• Selected excerpt
Monday, November 16, 2009

Line Shot: Matthew Ritchie



[“Manifold Atlas” (2009), oil & marker on canvas. “Initial Series” (2009), oil & marker on linen. “The Dawn Line (Sun Dog Variant)” (2009), aluminum structural units & epoxy coating. “Hypercycle” (2009), oil & marker on linen.]

Synthesizing and expressing complex systems and cosmologies in creation of new forms and exploration of myths has come to a most expansive level in “Line Shot,” Matthew Ritchie’s fourth solo exhibition at Andrea Rosen Gallery that is up through December 2, 2009. Since his 2006 show, “The Universal Adversary,” at the gallery, Ritchie has amplified his work across disciplines and into collaborative projects with physicists, composers, writers, actors, architects, and engineers, aimed at developing a group of visual and performance environments that can theoretically sustain not one, but every possible representation of the universe.

• Dataset excerpts
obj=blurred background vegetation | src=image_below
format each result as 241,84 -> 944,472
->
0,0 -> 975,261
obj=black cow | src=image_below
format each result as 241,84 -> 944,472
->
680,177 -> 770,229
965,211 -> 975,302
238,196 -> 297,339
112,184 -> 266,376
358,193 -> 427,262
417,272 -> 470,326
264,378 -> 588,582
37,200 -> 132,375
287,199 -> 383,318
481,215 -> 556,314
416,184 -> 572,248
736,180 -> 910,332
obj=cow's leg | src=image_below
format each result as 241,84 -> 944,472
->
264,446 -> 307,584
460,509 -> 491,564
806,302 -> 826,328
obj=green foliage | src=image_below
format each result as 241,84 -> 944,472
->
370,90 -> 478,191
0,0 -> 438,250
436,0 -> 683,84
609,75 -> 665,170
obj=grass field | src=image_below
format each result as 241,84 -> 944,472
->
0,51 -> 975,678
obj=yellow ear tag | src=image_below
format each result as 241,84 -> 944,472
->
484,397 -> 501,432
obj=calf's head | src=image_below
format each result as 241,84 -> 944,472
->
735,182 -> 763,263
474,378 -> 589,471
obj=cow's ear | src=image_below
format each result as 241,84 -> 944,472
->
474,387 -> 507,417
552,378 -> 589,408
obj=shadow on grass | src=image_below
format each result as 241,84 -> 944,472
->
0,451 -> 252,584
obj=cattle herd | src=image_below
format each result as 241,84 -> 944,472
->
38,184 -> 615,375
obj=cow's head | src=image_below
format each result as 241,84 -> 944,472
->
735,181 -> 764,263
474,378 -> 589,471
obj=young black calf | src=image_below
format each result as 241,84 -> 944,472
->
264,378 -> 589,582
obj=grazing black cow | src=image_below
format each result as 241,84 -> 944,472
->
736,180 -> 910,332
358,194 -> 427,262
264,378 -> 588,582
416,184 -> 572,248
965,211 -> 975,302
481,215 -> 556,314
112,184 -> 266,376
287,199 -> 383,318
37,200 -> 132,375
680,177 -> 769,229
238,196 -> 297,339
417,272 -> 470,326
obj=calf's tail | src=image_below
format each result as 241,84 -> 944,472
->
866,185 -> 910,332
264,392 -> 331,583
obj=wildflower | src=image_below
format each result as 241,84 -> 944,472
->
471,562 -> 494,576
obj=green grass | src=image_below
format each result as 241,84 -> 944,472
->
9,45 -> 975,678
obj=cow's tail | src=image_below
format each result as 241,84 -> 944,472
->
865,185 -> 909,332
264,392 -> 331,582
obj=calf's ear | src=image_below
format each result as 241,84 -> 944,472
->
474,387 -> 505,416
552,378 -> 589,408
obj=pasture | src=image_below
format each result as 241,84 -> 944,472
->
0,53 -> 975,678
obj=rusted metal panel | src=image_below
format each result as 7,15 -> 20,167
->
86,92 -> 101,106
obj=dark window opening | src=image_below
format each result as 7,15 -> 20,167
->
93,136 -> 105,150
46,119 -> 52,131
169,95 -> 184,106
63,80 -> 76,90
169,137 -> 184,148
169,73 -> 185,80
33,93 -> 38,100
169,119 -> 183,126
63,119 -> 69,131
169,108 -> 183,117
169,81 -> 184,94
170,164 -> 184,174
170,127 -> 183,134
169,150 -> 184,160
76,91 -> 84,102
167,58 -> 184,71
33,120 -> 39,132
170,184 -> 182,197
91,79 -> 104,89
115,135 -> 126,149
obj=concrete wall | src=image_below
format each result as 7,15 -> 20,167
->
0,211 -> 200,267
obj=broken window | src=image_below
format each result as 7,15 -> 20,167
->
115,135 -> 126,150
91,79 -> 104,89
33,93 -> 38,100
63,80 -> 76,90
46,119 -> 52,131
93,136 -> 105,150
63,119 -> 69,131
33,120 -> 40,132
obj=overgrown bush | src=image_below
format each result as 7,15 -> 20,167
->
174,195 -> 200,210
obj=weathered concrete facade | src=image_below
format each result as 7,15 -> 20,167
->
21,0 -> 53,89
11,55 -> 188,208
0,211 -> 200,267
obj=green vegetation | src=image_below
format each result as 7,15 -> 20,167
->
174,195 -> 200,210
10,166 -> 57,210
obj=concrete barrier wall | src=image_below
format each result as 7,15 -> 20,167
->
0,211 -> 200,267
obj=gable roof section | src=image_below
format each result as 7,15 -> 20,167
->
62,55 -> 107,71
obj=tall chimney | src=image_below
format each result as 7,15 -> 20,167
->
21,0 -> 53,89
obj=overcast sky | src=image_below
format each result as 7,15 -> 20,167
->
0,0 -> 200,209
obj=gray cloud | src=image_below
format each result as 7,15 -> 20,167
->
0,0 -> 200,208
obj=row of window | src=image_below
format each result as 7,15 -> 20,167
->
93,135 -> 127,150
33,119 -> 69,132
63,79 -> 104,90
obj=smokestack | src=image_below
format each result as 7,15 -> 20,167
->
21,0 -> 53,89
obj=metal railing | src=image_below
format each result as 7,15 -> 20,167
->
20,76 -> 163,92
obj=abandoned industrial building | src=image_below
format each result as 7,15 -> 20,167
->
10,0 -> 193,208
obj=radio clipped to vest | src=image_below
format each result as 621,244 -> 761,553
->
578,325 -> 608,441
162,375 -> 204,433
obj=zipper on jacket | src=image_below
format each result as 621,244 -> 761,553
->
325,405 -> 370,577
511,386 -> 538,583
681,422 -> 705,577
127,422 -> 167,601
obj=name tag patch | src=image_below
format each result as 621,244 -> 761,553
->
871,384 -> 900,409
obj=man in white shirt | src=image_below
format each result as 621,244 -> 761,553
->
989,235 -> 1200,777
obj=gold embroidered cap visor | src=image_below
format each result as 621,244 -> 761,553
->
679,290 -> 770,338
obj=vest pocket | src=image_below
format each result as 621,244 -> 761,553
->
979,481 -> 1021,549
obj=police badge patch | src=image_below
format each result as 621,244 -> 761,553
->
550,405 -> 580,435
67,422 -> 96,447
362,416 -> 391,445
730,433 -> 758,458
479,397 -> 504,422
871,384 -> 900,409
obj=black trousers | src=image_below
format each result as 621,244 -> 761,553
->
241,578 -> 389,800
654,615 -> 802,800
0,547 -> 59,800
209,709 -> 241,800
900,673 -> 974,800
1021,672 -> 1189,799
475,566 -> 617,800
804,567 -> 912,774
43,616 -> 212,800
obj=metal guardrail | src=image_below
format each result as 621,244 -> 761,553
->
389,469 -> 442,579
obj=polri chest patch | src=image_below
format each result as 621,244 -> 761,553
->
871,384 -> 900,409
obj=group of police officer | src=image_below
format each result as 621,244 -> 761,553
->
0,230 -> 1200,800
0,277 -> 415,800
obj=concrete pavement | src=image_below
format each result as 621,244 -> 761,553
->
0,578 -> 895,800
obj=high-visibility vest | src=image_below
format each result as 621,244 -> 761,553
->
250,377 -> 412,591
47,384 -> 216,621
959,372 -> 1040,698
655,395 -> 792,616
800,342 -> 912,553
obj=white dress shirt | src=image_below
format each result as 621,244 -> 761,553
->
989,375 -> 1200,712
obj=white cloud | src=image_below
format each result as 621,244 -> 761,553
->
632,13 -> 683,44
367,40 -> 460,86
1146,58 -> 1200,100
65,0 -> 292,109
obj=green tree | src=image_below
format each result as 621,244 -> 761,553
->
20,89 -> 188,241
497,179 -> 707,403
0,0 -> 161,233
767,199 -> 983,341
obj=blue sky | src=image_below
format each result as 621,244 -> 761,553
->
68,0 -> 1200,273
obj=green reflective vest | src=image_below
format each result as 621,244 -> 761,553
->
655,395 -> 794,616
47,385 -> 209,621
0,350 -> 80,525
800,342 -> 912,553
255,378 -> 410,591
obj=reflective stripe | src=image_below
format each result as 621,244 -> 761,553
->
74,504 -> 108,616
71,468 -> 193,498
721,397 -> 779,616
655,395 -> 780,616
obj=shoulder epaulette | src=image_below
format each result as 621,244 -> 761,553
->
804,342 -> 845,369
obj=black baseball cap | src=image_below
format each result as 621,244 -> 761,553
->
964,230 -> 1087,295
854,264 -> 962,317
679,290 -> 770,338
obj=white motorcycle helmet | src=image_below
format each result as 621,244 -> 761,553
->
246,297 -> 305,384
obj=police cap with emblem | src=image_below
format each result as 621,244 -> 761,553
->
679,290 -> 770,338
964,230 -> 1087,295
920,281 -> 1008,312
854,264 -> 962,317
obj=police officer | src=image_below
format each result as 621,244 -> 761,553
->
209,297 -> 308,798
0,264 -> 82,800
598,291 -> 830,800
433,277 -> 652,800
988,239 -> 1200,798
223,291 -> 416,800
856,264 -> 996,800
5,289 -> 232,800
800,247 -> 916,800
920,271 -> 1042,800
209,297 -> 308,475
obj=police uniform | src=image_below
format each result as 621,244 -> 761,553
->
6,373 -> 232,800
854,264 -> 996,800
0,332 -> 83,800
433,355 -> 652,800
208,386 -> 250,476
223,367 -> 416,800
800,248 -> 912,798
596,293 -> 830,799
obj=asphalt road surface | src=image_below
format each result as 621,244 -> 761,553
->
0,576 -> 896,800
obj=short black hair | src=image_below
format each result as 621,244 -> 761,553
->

• Aim of the exercise
Write out everything in the Matthew Ritchie exhibition post from "Line Shot: Matthew" down to "of the universe.".

• Result below
Line Shot: Matthew Ritchie



[“Manifold Atlas” (2009), oil & marker on canvas. “Initial Series” (2009), oil & marker on linen. “The Dawn Line (Sun Dog Variant)” (2009), aluminum structural units & epoxy coating. “Hypercycle” (2009), oil & marker on linen.]

Synthesizing and expressing complex systems and cosmologies in creation of new forms and exploration of myths has come to a most expansive level in “Line Shot,” Matthew Ritchie’s fourth solo exhibition at Andrea Rosen Gallery that is up through December 2, 2009. Since his 2006 show, “The Universal Adversary,” at the gallery, Ritchie has amplified his work across disciplines and into collaborative projects with physicists, composers, writers, actors, architects, and engineers, aimed at developing a group of visual and performance environments that can theoretically sustain not one, but every possible representation of the universe.